Reproduce the notes to Inphi Corporation's condensed consolidated financial statements word for word.

-- Document passage follows --

Notes to Unaudited Condensed Consolidated Financial Statements

(Dollars in thousands except share and per share amounts)

 

 

1. Organization and Basis of Presentation

 

Inphi Corporation (the “Company”), a Delaware corporation, was incorporated in November 2000. The Company is a fabless provider of high-speed analog and mixed signal semiconductor solutions for the communications and cloud markets. The Company’s semiconductor solutions are designed to address bandwidth bottlenecks in networks, maximize throughput and minimize latency in computing environments and enable the rollout of next generation communications and cloud infrastructures. In addition, the semiconductor solutions provide a vital high-speed interface between analog signals and digital information in high-performance systems such as telecommunications transport systems, enterprise networking equipment and data centers.

 

On January 10, 2020, the Company completed the acquisition of  eSilicon Corporation (“eSilicon”) for $214,644. The revenue and expenses of eSilicon from January 10, 2020 onwards are included in the condensed consolidated statement of income (loss).

 

On May 18, 2020, the Company purchased  certain assets and rights of  Arrive Technologies, Inc. ("Arrive") for $20,141.  The revenue and expenses related to this purchase from May 18, 2020 onwards are included in the condensed consolidated statement of income (loss).

 

The interim unaudited condensed consolidated financial statements have been prepared in accordance with accounting principles generally accepted in the United States (“GAAP”) for interim financial information and in accordance with the instructions to Form 10-Q and Rule 10-01 of Regulation S-X. They do not include all of the information and footnotes required by GAAP for complete financial statements. Therefore, these interim unaudited condensed consolidated financial statements should be read in conjunction with the Company’s audited consolidated financial statements and notes thereto for the year ended December 31, 2019, included in the Company’s Annual Report on Form 10-K filed with the Securities and Exchange Commission (“SEC”) on March 2, 2020.

-- Document passage concluded --
-- Entries supplied follows --

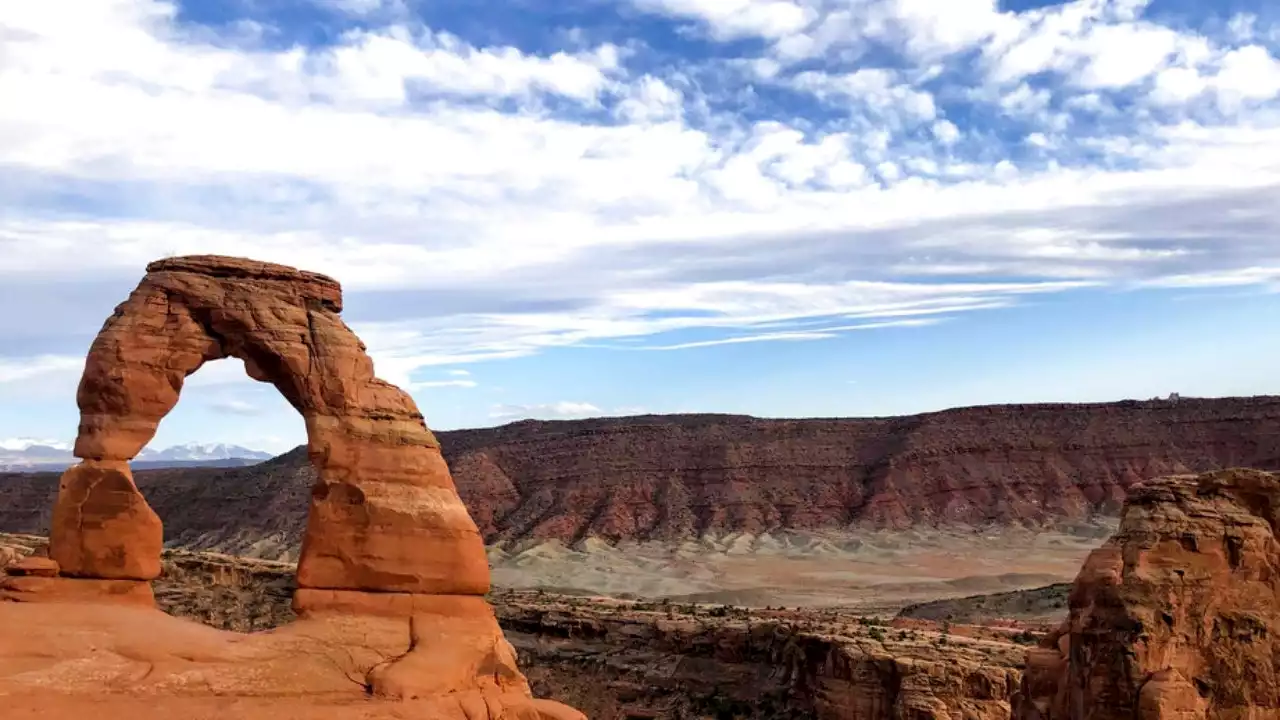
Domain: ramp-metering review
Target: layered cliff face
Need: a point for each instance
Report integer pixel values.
(682, 475)
(1178, 615)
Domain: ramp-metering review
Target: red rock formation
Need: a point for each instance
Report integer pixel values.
(1178, 615)
(1032, 464)
(387, 541)
(384, 513)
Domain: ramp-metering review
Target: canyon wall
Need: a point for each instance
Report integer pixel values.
(681, 475)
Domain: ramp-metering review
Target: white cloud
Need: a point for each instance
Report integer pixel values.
(728, 19)
(232, 406)
(423, 384)
(21, 369)
(792, 336)
(406, 159)
(562, 410)
(876, 87)
(24, 442)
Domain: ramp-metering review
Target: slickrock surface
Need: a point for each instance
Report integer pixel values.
(677, 477)
(1178, 615)
(392, 575)
(621, 660)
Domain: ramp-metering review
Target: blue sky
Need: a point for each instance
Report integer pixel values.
(782, 208)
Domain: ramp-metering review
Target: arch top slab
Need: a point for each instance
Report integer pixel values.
(384, 514)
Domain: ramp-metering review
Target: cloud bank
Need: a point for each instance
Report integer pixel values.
(676, 174)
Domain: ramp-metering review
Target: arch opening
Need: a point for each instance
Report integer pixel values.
(384, 514)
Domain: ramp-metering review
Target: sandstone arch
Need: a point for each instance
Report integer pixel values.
(384, 514)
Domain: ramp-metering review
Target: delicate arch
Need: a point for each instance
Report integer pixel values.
(384, 514)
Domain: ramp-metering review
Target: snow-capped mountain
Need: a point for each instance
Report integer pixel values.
(195, 451)
(26, 455)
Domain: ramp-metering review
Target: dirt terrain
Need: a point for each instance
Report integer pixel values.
(675, 478)
(760, 513)
(630, 660)
(1037, 606)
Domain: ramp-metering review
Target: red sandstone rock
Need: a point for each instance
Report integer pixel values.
(1178, 615)
(103, 527)
(392, 568)
(673, 477)
(384, 513)
(33, 566)
(31, 588)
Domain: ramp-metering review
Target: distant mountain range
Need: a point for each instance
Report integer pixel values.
(689, 477)
(26, 455)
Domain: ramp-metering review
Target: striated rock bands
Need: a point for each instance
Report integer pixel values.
(1178, 615)
(681, 475)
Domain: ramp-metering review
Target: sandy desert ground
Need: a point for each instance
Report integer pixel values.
(871, 572)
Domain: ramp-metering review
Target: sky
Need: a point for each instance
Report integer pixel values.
(575, 208)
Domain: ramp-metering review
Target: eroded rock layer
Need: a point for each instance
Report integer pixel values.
(1178, 615)
(681, 475)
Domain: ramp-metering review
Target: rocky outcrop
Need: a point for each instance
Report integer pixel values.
(1178, 615)
(627, 660)
(384, 514)
(388, 552)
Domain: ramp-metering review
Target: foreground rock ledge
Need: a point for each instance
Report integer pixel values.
(392, 570)
(76, 660)
(1178, 615)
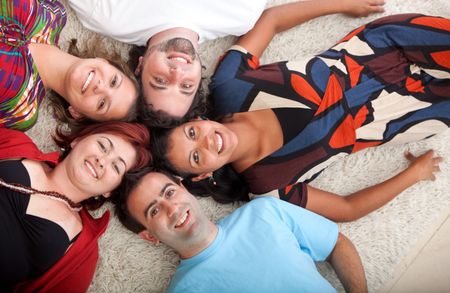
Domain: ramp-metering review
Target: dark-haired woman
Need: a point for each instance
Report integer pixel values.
(386, 82)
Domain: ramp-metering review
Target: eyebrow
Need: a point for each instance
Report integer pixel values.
(156, 87)
(187, 93)
(190, 153)
(161, 194)
(111, 145)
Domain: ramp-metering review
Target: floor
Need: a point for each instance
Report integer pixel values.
(430, 270)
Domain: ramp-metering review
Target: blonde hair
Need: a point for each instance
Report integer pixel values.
(94, 48)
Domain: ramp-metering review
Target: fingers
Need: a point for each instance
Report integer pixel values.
(409, 156)
(376, 6)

-- Entries supplied concluded --

**Solution to this exercise:**
Notes to Unaudited Condensed Consolidated Financial Statements

(Dollars in thousands except share and per share amounts)

 

 

1. Organization and Basis of Presentation

 

Inphi Corporation (the “Company”), a Delaware corporation, was incorporated in November 2000. The Company is a fabless provider of high-speed analog and mixed signal semiconductor solutions for the communications and cloud markets. The Company’s semiconductor solutions are designed to address bandwidth bottlenecks in networks, maximize throughput and minimize latency in computing environments and enable the rollout of next generation communications and cloud infrastructures. In addition, the semiconductor solutions provide a vital high-speed interface between analog signals and digital information in high-performance systems such as telecommunications transport systems, enterprise networking equipment and data centers.

 

On January 10, 2020, the Company completed the acquisition of  eSilicon Corporation (“eSilicon”) for $214,644. The revenue and expenses of eSilicon from January 10, 2020 onwards are included in the condensed consolidated statement of income (loss).

 

On May 18, 2020, the Company purchased  certain assets and rights of  Arrive Technologies, Inc. ("Arrive") for $20,141.  The revenue and expenses related to this purchase from May 18, 2020 onwards are included in the condensed consolidated statement of income (loss).

 

The interim unaudited condensed consolidated financial statements have been prepared in accordance with accounting principles generally accepted in the United States (“GAAP”) for interim financial information and in accordance with the instructions to Form 10-Q and Rule 10-01 of Regulation S-X. They do not include all of the information and footnotes required by GAAP for complete financial statements. Therefore, these interim unaudited condensed consolidated financial statements should be read in conjunction with the Company’s audited consolidated financial statements and notes thereto for the year ended December 31, 2019, included in the Company’s Annual Report on Form 10-K filed with the Securities and Exchange Commission (“SEC”) on March 2, 2020.